> _Supplied records_:
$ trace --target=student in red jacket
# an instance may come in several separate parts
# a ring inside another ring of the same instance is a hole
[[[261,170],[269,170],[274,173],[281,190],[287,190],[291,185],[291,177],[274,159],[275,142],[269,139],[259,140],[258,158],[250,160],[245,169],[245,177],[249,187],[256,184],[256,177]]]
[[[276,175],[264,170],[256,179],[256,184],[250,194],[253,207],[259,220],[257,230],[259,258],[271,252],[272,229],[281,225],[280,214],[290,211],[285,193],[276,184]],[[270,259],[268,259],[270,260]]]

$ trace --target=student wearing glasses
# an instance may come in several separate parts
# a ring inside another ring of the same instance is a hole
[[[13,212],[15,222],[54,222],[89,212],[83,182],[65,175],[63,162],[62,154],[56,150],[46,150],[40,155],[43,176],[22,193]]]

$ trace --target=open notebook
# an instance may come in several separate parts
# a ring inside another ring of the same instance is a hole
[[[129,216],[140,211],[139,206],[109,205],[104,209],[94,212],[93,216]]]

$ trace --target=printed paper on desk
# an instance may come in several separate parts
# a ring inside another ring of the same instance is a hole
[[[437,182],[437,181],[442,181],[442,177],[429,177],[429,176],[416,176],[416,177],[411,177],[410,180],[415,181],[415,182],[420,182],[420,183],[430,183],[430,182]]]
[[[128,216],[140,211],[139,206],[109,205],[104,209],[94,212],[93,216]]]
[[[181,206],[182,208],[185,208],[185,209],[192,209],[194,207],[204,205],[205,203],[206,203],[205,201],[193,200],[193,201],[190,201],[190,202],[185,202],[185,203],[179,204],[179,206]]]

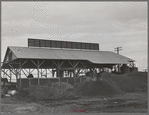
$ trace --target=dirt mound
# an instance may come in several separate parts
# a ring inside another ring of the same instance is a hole
[[[141,84],[147,84],[147,72],[132,72],[127,75],[132,80]]]
[[[74,93],[71,93],[73,86],[65,82],[48,83],[44,86],[31,86],[28,89],[29,96],[36,100],[45,99],[61,99],[64,97],[73,97]]]
[[[137,74],[137,73],[136,73]],[[99,75],[99,74],[98,74]],[[134,75],[133,75],[134,76]],[[137,92],[143,84],[131,79],[130,75],[114,75],[103,72],[99,81],[85,80],[75,88],[83,96],[110,96],[114,94]],[[132,77],[135,79],[135,77]]]

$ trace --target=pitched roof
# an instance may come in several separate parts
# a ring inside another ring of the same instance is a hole
[[[110,51],[8,47],[18,59],[87,60],[95,64],[127,64],[134,61]]]

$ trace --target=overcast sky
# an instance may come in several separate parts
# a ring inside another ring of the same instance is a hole
[[[99,43],[147,68],[147,2],[1,2],[2,61],[28,38]]]

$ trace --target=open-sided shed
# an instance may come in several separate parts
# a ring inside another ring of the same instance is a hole
[[[133,62],[130,58],[109,51],[9,46],[2,72],[10,79],[11,74],[14,74],[16,79],[21,81],[21,72],[27,77],[31,73],[30,69],[37,69],[37,85],[40,85],[40,75],[45,71],[47,73],[49,69],[53,69],[52,73],[57,72],[57,78],[63,77],[64,71],[72,72],[75,77],[80,69],[112,68],[116,64],[132,65]],[[19,84],[21,86],[21,82]]]

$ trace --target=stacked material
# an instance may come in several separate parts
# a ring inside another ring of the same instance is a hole
[[[73,86],[68,83],[55,82],[45,84],[44,86],[31,86],[28,89],[28,93],[30,97],[36,100],[61,99],[67,96],[66,92],[70,89],[73,89]]]
[[[137,92],[144,86],[135,81],[135,75],[114,75],[103,72],[100,74],[101,79],[93,81],[92,79],[81,82],[75,89],[83,96],[111,96],[115,94]],[[138,75],[138,73],[135,73]],[[130,76],[133,76],[132,78]],[[142,74],[141,74],[142,76]],[[139,79],[145,79],[145,77]],[[146,75],[144,75],[146,76]],[[147,76],[146,76],[147,78]],[[139,81],[139,80],[138,80]]]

> _Work to do_:
Print all of the records above again, line for line and unchanged, but leave out the pictures.

> _Output_:
$ trace --target=student in red jacket
# an instance may come in several separate parts
# a ring inside another ring of the same instance is a hole
[[[261,170],[269,170],[274,173],[281,190],[287,190],[291,185],[291,177],[274,159],[275,142],[269,139],[259,140],[258,158],[250,160],[245,169],[245,177],[249,187],[256,184],[256,177]]]
[[[276,175],[264,170],[256,179],[256,184],[250,194],[253,207],[259,220],[257,230],[259,258],[271,252],[272,229],[281,225],[280,214],[290,211],[285,193],[276,184]],[[270,259],[268,259],[270,260]]]

$ trace --target=student wearing glasses
# an instance may come in several separate parts
# a ring inside another ring of the same instance is a hole
[[[13,212],[15,222],[54,222],[89,212],[83,182],[65,175],[63,162],[62,154],[56,150],[46,150],[40,155],[43,176],[22,193]]]

$ trace --target=open notebook
# an instance may come in several separate parts
# a ring inside another ring of the same instance is a hole
[[[129,216],[140,211],[139,206],[109,205],[104,209],[94,212],[93,216]]]

$ trace --target=printed paper on desk
# an instance may come in several separate parts
# a ring inside another ring of the same instance is a hole
[[[437,182],[437,181],[442,181],[442,177],[429,177],[429,176],[416,176],[416,177],[411,177],[410,180],[415,181],[415,182],[420,182],[420,183],[430,183],[430,182]]]
[[[128,216],[140,211],[139,206],[109,205],[104,209],[94,212],[93,216]]]
[[[181,206],[182,208],[185,208],[185,209],[192,209],[194,207],[204,205],[205,203],[206,203],[205,201],[193,200],[193,201],[190,201],[190,202],[185,202],[185,203],[179,204],[179,206]]]

$ trace --target=dirt mound
# an instance may come in several separate parts
# a ring inside another ring of the same instance is a hole
[[[141,84],[147,84],[147,72],[132,72],[127,75],[132,80]]]
[[[74,93],[71,93],[73,86],[65,82],[48,83],[44,86],[31,86],[28,89],[29,96],[36,100],[45,99],[61,99],[64,97],[73,97]]]
[[[137,74],[137,73],[136,73]],[[99,75],[99,74],[98,74]],[[134,75],[133,75],[134,76]],[[137,92],[143,84],[131,79],[130,75],[114,75],[103,72],[99,81],[85,80],[75,88],[83,96],[110,96],[114,94]],[[132,77],[135,79],[135,77]]]

$ trace --target=pitched roof
# an instance may come in several separate parts
# a ring inside another ring of the same instance is a hole
[[[110,51],[8,47],[18,59],[87,60],[95,64],[127,64],[134,61]]]

$ trace --target=overcast sky
# an instance may come in several separate parts
# a ring inside another ring of the same instance is a hole
[[[99,43],[147,68],[147,2],[1,2],[2,61],[28,38]]]

$ trace --target=open-sided shed
# an instance may come in several separate parts
# a ring inside another ring of the same instance is a hole
[[[133,62],[130,58],[109,51],[9,46],[2,72],[10,79],[11,74],[14,74],[16,79],[21,81],[21,72],[27,77],[31,73],[30,69],[37,69],[37,85],[40,85],[40,75],[45,71],[47,73],[49,69],[53,69],[52,73],[57,72],[57,78],[63,77],[64,71],[72,72],[75,77],[80,69],[112,68],[116,64],[132,65]],[[19,84],[21,86],[21,82]]]

$ trace --target=stacked material
# an instance may come in several separate parts
# a ring inside another ring of the same instance is a hole
[[[73,86],[68,83],[55,82],[45,84],[44,86],[31,86],[28,89],[28,93],[30,97],[36,100],[61,99],[67,96],[66,92],[70,89],[73,89]]]
[[[137,92],[144,86],[135,81],[135,75],[114,75],[103,72],[100,74],[101,79],[93,81],[92,79],[81,82],[75,89],[83,96],[111,96],[115,94]],[[138,75],[138,73],[135,73]],[[130,76],[133,76],[132,78]],[[142,74],[141,74],[142,76]],[[139,79],[145,79],[145,77]],[[146,75],[144,75],[146,76]],[[147,76],[146,76],[147,78]],[[139,81],[139,80],[138,80]]]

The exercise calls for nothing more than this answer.